◆ WHAT YOU SHOULD DO:
Output the data below in full, character for character.

──────────

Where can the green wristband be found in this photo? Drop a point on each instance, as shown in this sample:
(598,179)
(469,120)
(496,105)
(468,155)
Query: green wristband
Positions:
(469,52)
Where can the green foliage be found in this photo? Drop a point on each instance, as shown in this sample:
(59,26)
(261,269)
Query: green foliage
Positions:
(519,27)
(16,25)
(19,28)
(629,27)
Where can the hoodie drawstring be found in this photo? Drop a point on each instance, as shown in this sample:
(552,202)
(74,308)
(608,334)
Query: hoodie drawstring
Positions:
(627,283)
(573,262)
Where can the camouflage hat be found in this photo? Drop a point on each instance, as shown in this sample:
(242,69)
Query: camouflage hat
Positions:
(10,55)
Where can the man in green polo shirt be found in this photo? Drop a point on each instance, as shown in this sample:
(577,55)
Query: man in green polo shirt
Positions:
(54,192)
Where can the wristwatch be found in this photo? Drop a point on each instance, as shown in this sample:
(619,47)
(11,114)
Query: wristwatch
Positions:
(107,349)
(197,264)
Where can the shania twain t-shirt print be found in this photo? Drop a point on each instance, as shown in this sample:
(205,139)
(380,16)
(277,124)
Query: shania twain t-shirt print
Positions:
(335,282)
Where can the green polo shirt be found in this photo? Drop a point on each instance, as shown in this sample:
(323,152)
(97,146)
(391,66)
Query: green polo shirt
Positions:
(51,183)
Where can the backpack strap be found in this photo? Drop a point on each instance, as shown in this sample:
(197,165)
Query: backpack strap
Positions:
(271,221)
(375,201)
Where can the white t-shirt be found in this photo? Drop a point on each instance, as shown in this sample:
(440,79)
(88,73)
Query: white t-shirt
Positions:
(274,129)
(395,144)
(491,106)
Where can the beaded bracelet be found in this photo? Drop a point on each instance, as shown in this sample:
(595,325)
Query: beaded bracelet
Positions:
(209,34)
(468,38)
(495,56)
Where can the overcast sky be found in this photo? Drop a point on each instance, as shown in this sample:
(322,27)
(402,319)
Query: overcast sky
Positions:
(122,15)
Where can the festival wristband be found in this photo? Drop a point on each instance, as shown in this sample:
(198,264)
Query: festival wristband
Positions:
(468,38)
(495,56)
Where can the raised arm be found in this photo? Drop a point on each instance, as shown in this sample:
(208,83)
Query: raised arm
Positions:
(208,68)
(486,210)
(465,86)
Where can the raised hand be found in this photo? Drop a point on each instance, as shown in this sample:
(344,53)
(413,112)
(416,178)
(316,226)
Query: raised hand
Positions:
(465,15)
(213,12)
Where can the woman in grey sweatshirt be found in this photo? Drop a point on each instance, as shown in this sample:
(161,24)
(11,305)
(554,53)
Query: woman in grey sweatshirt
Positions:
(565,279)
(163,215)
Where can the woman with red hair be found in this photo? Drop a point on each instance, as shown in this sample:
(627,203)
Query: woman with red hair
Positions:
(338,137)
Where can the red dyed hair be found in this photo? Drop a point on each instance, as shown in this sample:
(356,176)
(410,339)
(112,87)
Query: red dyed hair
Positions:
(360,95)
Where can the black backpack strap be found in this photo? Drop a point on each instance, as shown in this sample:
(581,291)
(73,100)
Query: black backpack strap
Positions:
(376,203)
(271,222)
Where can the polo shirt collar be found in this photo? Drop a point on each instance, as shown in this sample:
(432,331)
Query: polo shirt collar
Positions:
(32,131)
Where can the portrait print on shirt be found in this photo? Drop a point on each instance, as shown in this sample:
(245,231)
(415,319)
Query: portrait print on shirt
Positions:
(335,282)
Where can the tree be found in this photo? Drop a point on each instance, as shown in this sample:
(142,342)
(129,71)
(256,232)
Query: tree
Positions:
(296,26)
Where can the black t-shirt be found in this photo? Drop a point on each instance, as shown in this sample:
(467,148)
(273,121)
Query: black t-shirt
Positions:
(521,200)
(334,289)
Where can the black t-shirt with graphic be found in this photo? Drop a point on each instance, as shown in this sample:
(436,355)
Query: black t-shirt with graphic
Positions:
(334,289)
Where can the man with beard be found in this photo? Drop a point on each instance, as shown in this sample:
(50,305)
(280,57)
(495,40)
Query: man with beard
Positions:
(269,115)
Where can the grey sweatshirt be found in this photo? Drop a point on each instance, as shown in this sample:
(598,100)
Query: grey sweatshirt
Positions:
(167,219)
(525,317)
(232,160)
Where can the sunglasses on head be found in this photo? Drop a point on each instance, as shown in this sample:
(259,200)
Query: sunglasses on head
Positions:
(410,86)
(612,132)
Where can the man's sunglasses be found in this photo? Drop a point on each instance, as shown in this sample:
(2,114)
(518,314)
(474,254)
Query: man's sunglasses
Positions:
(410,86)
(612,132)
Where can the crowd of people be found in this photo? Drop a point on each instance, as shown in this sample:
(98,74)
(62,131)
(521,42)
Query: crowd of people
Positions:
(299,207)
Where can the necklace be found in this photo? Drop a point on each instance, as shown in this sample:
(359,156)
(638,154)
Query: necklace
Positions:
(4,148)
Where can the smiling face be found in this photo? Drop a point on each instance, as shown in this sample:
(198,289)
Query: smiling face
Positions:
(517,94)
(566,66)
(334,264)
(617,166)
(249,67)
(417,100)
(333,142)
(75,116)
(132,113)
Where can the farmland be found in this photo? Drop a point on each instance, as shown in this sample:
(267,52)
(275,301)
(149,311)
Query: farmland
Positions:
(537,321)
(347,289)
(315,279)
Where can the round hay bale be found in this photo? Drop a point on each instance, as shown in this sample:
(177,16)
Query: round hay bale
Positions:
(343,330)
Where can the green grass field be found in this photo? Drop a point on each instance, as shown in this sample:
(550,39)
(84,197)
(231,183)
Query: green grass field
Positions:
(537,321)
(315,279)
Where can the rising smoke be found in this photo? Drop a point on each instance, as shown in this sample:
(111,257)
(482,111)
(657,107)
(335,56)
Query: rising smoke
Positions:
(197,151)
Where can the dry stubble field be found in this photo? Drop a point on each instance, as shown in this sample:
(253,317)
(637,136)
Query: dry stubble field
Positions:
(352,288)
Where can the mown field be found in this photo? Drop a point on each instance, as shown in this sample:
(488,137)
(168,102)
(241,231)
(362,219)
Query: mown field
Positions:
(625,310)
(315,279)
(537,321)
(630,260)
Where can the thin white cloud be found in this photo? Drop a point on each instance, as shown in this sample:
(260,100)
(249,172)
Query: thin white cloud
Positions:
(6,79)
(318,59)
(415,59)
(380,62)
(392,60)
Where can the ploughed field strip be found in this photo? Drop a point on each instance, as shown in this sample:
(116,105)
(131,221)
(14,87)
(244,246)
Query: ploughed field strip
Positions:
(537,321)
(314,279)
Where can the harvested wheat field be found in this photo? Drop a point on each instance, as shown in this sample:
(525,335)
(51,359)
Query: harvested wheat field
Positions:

──────────

◆ THE RESULT:
Where can the green wristband be found in this photo? Drop a point on each instance, as shown in this sample:
(598,179)
(469,120)
(496,105)
(468,155)
Query: green wristband
Positions:
(469,52)
Where can the green foliage be found in this photo? Drop a point on each instance, as shown in this sample:
(59,26)
(261,269)
Query: green foliage
Positions:
(519,27)
(16,25)
(19,28)
(629,27)
Where can the hoodie drawstring be found in this photo? Drop a point on each instance, as shown in this sample:
(552,202)
(74,308)
(608,334)
Query: hoodie drawstring
Positions:
(627,283)
(573,262)
Where can the camouflage hat be found in this photo? Drop a point on each instance, as shown in this sample:
(242,69)
Query: camouflage hat
Positions:
(10,55)
Where can the man in green polo shirt be found in this photo? Drop a point on each instance, as shown in this sample:
(577,55)
Query: man in green polo shirt
Positions:
(54,192)
Where can the wristwatch be found in this photo? Drop a point on each instance, as shown in this sample:
(619,47)
(11,114)
Query: wristwatch
Positions:
(107,349)
(197,264)
Where can the shania twain t-shirt print be found in this photo? Drop a point on each instance, as shown in this sample:
(205,139)
(380,16)
(277,124)
Query: shania twain t-shirt print
Positions:
(335,282)
Where can the green polo shirt be found in this photo? Drop a point on each instance, as shown in this sample:
(323,152)
(97,146)
(391,66)
Query: green polo shirt
Positions:
(51,183)
Where can the backpack strap be found in this photo? Drop a point on each instance, as shown in this sample:
(197,165)
Query: backpack strap
Positions:
(271,221)
(375,201)
Where can the white t-shirt be found in this photo? Drop a point on each instance, as shown in this sample:
(440,79)
(88,73)
Query: white t-shirt
Positions:
(274,129)
(395,144)
(491,106)
Where can the beaded bracelet be found in this photo? Drop a point on each instance, as shown in this sample:
(595,325)
Query: beaded bracelet
Positions:
(209,34)
(468,38)
(495,56)
Where can the overcast sky be found in this photo? Drop a point on each instance, as shown in this sample:
(322,27)
(402,319)
Query: overcast sky
Positions:
(122,15)
Where can the festival wristband be found in this photo? Drop a point on each instance, as shown in this sample:
(198,264)
Query: festival wristband
Positions:
(468,38)
(495,56)
Where can the raised arm be found in this photo? Drop a point on each instance, as shown in this sample:
(208,83)
Query: raised arm
Positions:
(208,68)
(486,210)
(465,86)
Where can the raised hand be found in this photo? Drop a point on each instance, as shown in this sample:
(344,53)
(413,112)
(416,178)
(316,226)
Query: raised hand
Positions:
(465,15)
(213,12)
Where can the woman in grey sweatshirt be found in this photo? Drop a point on each instance, as shown in this sample:
(161,24)
(11,305)
(554,53)
Query: woman in grey sweatshirt
Positions:
(565,279)
(163,215)
Where can the woman with red hair be found in this photo? Drop a point on each instance, as shown in this sample:
(627,203)
Query: woman with red hair
Positions:
(338,137)
Where can the red dyed hair be found in this photo? Drop a point on each instance, as shown in this sample:
(356,176)
(410,339)
(112,87)
Query: red dyed hair
Positions:
(360,95)
Where can the black backpack strap be found in this photo? Drop a point on each instance, as shown in this sample:
(581,291)
(73,100)
Query: black backpack strap
Positions:
(376,203)
(271,222)
Where can the polo shirt collar be found in this photo? Drop a point on each instance, as shown in this sample:
(432,331)
Query: polo shirt collar
Positions:
(32,131)
Where can the portrait print on shirt be found in this photo? Drop a point on each instance, as shown in this sample:
(245,231)
(415,319)
Query: portrait print on shirt
Positions:
(335,282)
Where can the tree be found in this photo? Drop a point on each instance, as shown in this sample:
(142,342)
(129,71)
(256,232)
Query: tree
Positions:
(296,26)
Where can the black t-shirt be found in this photo? Drop a point on each instance, as shown in this sample:
(467,148)
(273,121)
Query: black t-shirt
Positions:
(521,200)
(334,289)
Where can the black t-shirt with graphic be found in this photo? Drop a point on each instance, as shown in this sample:
(436,355)
Query: black t-shirt with graphic
Positions:
(334,289)
Where can the man with beard be found in this photo? Drop a point on each instance, as shown in this sample:
(50,305)
(280,57)
(495,40)
Query: man with beard
Positions:
(269,115)
Where can the grey sweatshirt be found in this photo? Drop a point on each instance, as shown in this sample:
(598,100)
Query: grey sweatshirt
Positions:
(167,219)
(525,317)
(232,160)
Where can the sunglasses on head be found in this photo? Drop a point on each instance, as shown in this sample:
(259,200)
Query: sunglasses on head
Positions:
(410,86)
(612,132)
Where can the man's sunglasses be found in this photo? Drop a point on each instance, as shown in this sample:
(2,114)
(518,314)
(474,254)
Query: man's sunglasses
Positions:
(410,86)
(612,132)
Where can the crowd of people be found in this photo? Drop a point on each instance, as shown in this sample:
(98,74)
(62,131)
(521,42)
Query: crowd of people
Positions:
(299,207)
Where can the necklace be found in this photo? Drop a point on each instance, as shown in this sample:
(359,156)
(638,154)
Query: necklace
Positions:
(4,148)
Where can the smiling face be found in this photo? Drop a point on each instance, as shown in this sample:
(198,289)
Query: smiling face
Positions:
(517,94)
(566,66)
(334,264)
(617,166)
(249,67)
(417,100)
(333,142)
(75,116)
(132,113)
Where can the farmland be found in this photo? Drop a point on each instance, as shown in this sample:
(267,52)
(275,301)
(149,311)
Query: farmland
Positions:
(537,321)
(347,289)
(315,279)
Where can the round hay bale be found in this photo? Drop a point on each instance, as shown in this sample:
(177,16)
Query: round hay bale
Positions:
(343,330)
Where can the green grass field be found in this photo? Drop a point on each instance, as shown in this sample:
(550,39)
(84,197)
(231,183)
Query: green grass field
Positions:
(537,321)
(315,279)
Where can the rising smoke be found in this photo? Drop a point on each instance, as shown in this sample:
(111,257)
(482,111)
(657,107)
(335,56)
Query: rising smoke
Positions:
(197,151)
Where can the dry stubble field be found in this photo? Drop a point on each instance, as shown in this sample:
(253,317)
(637,136)
Query: dry stubble field
Positions:
(352,288)
Where can the mown field be found in this photo? Drop a point on each instance, as shown in this sample:
(488,137)
(168,102)
(241,231)
(362,219)
Query: mown field
Positions:
(625,310)
(315,279)
(537,321)
(630,260)
Where can the thin white cloud be found in this photo? Drop a point on each instance, as shown in this sample:
(260,100)
(249,172)
Query: thin white cloud
Positions:
(6,79)
(318,59)
(415,59)
(380,62)
(392,60)
Where can the ploughed field strip be found in this photo? Drop a point on each instance, as shown in this sample:
(116,105)
(131,221)
(14,87)
(244,246)
Query: ploughed field strip
Positions:
(537,321)
(314,279)
Where can the harvested wheat field be found in this photo? Drop a point on each instance, as shown in this sample:
(525,335)
(51,359)
Query: harvested wheat field
Positions:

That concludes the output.